- _PASAJE PROPORCIONADO_
○ ○ ○ ○ ○

En cualquier caso, las propias fuentes históricas chinas, institucionalizadas y fuertemente sacralizadas, se encargaron de transmitir una cierta imagen de una China eterna, tradicionalista, con una dilatada historia estática, esclerotizada y uniforme. Esas fuentes son las responsables de una imagen de eternidad porque son un baluarte del tradicionalismo. La conciencia histórica no se extendía a los documentos oficiales. Cuando la historia tomaba su forma ortodoxa, moral y políticamente útil, gracias a las corrientes confucianas, los documentos se hacían poco interesantes, puesto que consistían en diarios de las actividades del emperador e informes cotidianos que se conservaban en el archivo del estado. De estos surgían las historias oficiales de las dinastías y los aburridos resúmenes documentales de un soberano. Estas funciones y objetivos conservadores de la historiografía china se hacen más evidentes debido a su institucionalización: los Anales oficiales se hacen casi sacros.

○ ○ ○ ○ ○

- _LISTADO MOSTRADO_
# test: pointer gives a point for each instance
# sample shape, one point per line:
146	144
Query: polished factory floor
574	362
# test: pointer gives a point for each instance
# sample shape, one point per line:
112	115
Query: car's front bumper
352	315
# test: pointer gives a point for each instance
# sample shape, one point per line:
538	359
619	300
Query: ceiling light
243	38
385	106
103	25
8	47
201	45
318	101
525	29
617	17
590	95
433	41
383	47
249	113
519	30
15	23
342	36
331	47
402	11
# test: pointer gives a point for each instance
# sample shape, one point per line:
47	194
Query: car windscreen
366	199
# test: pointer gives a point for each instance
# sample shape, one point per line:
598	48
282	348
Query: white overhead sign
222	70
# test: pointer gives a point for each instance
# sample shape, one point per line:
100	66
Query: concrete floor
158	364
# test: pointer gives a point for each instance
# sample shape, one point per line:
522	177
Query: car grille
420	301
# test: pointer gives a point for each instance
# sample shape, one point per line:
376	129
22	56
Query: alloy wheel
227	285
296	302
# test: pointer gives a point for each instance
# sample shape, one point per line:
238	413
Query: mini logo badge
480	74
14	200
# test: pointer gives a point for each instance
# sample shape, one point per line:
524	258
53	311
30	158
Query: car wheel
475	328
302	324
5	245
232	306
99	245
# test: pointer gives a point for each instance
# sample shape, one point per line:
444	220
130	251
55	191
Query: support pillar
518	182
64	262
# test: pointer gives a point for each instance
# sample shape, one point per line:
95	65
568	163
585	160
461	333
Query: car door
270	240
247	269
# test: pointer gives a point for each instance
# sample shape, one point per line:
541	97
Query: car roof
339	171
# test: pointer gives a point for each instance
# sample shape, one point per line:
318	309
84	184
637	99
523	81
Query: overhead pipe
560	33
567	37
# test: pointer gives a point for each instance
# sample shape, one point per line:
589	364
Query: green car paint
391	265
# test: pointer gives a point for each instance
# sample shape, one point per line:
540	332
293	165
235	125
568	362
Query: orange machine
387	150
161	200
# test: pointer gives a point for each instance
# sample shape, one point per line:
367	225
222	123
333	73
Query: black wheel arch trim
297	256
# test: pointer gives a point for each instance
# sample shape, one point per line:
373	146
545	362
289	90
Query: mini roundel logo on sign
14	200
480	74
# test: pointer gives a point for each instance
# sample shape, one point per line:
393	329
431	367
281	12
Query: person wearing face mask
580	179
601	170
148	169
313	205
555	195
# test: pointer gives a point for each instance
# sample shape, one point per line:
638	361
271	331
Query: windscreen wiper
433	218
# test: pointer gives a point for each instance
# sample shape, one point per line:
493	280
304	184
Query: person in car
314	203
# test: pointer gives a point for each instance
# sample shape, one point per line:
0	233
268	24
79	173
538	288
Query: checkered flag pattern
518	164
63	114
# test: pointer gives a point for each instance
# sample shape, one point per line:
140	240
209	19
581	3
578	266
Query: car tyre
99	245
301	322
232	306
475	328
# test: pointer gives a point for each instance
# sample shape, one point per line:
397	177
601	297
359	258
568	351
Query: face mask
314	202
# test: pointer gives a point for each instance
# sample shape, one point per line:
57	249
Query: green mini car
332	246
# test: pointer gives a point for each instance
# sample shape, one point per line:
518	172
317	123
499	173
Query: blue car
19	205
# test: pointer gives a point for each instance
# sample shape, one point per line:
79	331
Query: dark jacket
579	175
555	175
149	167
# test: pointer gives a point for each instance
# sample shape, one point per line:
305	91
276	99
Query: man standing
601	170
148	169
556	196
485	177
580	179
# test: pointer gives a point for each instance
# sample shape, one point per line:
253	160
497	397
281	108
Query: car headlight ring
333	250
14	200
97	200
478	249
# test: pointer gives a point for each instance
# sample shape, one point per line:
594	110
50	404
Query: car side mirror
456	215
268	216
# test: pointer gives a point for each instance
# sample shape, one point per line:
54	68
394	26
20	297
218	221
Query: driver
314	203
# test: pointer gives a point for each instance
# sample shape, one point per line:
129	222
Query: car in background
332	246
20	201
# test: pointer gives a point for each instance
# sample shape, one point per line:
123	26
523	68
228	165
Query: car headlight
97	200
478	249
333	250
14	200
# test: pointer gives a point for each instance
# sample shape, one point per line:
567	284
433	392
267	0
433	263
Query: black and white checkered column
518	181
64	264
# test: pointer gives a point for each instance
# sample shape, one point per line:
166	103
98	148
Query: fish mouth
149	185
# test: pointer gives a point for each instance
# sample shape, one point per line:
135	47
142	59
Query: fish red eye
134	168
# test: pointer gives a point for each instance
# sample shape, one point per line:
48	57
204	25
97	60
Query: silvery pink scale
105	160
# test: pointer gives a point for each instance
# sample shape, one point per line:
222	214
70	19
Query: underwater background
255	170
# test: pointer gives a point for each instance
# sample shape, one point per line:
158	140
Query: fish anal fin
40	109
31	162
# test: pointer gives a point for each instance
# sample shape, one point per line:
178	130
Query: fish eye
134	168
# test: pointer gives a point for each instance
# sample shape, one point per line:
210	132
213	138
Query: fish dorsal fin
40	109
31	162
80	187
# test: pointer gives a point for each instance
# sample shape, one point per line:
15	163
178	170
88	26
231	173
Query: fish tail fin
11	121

○ ○ ○ ○ ○

- _PROBLEMA BREVE 1_
Responde estas preguntas sobre el texto acerca de la historiografía china:
(a) ¿Qué imagen de China transmitieron las fuentes históricas chinas?
(b) ¿En qué consistían los documentos oficiales cuando la historia tomaba su forma ortodoxa?
(c) ¿Qué les sucede a los Anales oficiales a causa de la institucionalización?
- _PROBLEMA BREVE 2_
Prosigue el texto sobre la historiografía china desde su última oración.
El listado no interviene en esta actividad.

- _RESPUESTA ESPERADA 1_
(a) La imagen de una China eterna y tradicionalista, con una dilatada historia estática, esclerotizada y uniforme.
(b) Consistían en diarios de las actividades del emperador e informes cotidianos que se conservaban en el archivo del estado.
(c) Se hacen casi sacros.

- _RESPUESTA ESPERADA 2_
La historiografía estaba dirigida por un funcionario, un ministro encargado, y los miembros de su equipo eran funcionarios de carrera sometidos a las relaciones autoritario-jerárquicas propias de la Escuela de los Letrados, por lo que siempre solía haber una opinión, oficial, autorizada y ortodoxa, dominante y casi doctrinaria, que se imponía. El material histórico se repartía y elaboraba, por consiguiente, de manera administrativa. Como regla general, las fuentes históricas estaban redactadas en un estilo cancilleresco, aburrido y sin un sobresaliente valor literario, en tanto que el adoctrinamiento confuciano de los historiadores les hacía adoptar el punto de vista de las clases superiores, una visión elitesca, de modo que las referencias acerca de los grupos populares se hacen más difíciles de obtener. En términos globales, hay una preponderancia de los valores ético-morales sobre las particularidades específicas de la verdad histórica.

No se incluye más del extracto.